Texto de lectura
Ahora estamos inmersos en la campaña para que no se derogue la prisión permanente revisable como han pedido la mayoría de los partidos políticos. El hecho de que esta campaña la protagonice el padre de una víctima le otorga muchas más posibilidades de tener éxito, puesto que la identificación de la gente con su dolor es mucho mayor y así, las peticiones de aumento de penas se presentan como supuestamente despolitizadas y transversales, como una demanda que surge de la propia sociedad. Pero no olvidemos que si dicha campaña no conviniera al poder, simplemente no tendría la visibilidad y el apoyo mediático sin fisuras que tiene.
El argumento más repetido en estas ocasiones es el que dice “que esto no le pase a ninguna otra niña”. Demostrar que aunque se implantara la pena de muerte con torturas estos crímenes seguirían ocurriendo en la misma medida parece no tener nada que ver con la cuestión. El apoyo de los poderes fácticos, de los medios de comunicación a este tipo de campañas es evidente. Durante las últimas semanas, quién se haya molestado en ver los telediarios de las principales cadenas habrá visto que en todas ellas la cuestión de la prisión permanente se ha planteado como una no-cuestión.
La manera en que se ha presentado ha sido la de dar la voz únicamente a los familiares de las víctimas (niñas todas ellas), y a personas favorables al aumento de las penas. En ningún caso se ha recogido en estos programas la opinión de juristas especializados, organizaciones de derechos humanos que vienen exigiendo la derogación de la prisión permanente y que podrían explicar de manera muy clara que el aumento de las penas no hace que disminuyan los delitos. Tampoco se menciona siquiera en la información que se ofrece que esta es una cuestión sometida a debate social y político. Se presenta como un asunto de razón inapelable, aunque lo que se está haciendo con dichas informaciones es construir, en ese mismo momento, dicha razón, que podría ponerse en duda con informaciones veraces que mostraran el conflicto, la opinión de los expertos, la mención a las estadísticas conocidas, la historia y la realidad en otros países, e incluso la posición de la mayoría de los partidos políticos en este momento. En definitiva, no hay nada más pedagógico que presentar algo que está en cuestión como un hecho consumado sobre lo que ya no hay debate alguno.

El encargo
Prolonga el texto sobre la campaña contra la derogación de la prisión permanente revisable a partir de su última frase.

Líneas aportadas
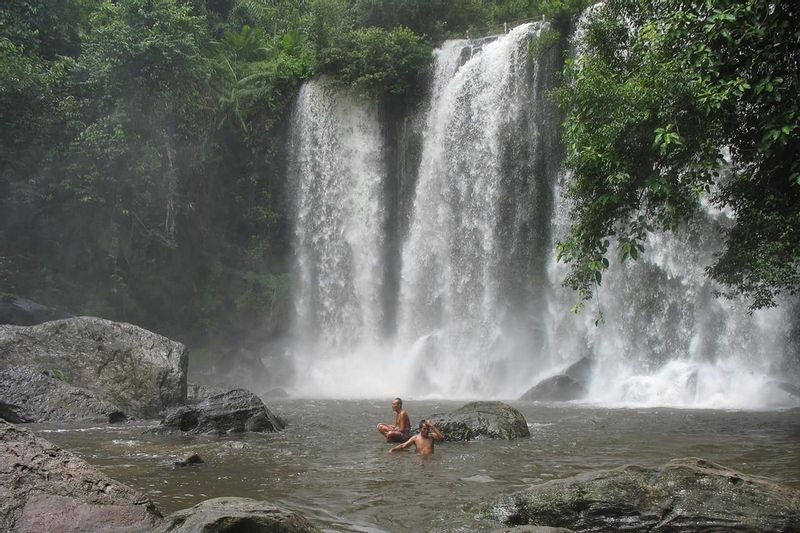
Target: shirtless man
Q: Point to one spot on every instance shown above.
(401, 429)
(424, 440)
* * *
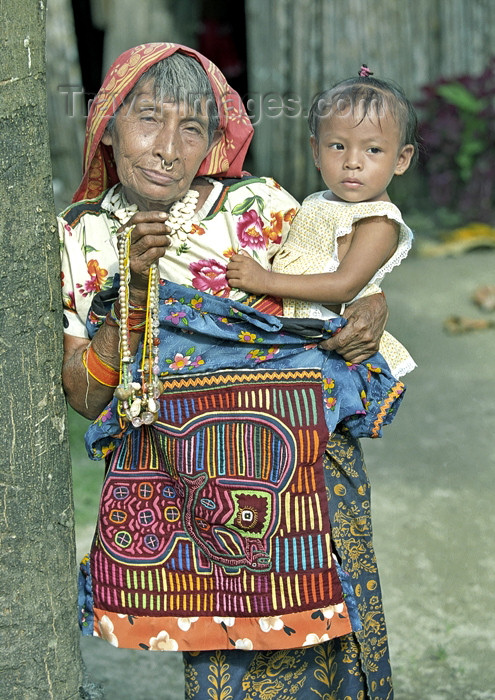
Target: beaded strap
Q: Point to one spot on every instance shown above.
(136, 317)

La respuesta
Lo que tampoco aparece en estas informaciones es el papel del feminismo en este debate. El feminismo parece que no tiene nada que ver con la cuestión a pesar de que las asesinadas son todas mujeres y los agresores todos hombres. Aquí también compete al feminismo revelar la verdadera inseguridad de mujeres y niñas, como ya ha hecho la campaña #MeToo que ha mostrado la prevalencia del acoso sexual en todos los ámbitos. Hay que asumir de una vez por todas que todos estos asesinatos terribles: Sandra Palo, Marta del Castillo, Diana Quer, Miriam, Toñi y Desiré, Anabel Segura, Mari Luz Cortés, todas las que podamos recordar, todos esos crímenes han sido crímenes machistas, violencia sexual contra las niñas, violencia de género. No podemos seguir tratando estos crímenes como si no tuvieran nada que ver con la misoginia. La revolución feminista consiste, entre otras cosas, en nombrar, politizar, conceptualizar también la violencia extrema. Y los agresores sexuales no son de género indefinido, como no lo son sus víctimas. Asumir eso sí ayudaría, y mucho, a mejorar la seguridad de las mujeres y las niñas. Ayudaría también a mejorar esta seguridad entender que los políticos que hacen ahora campaña aprovechándose de estos asesinatos son los mismos que se niegan a educar contra el machismo, a gastar en prevención o en educación, que son los mismos que se ríen del feminismo, los mismos que hacen declaraciones machistas o los que dicen que el machismo no se puede combatir desde el gobierno.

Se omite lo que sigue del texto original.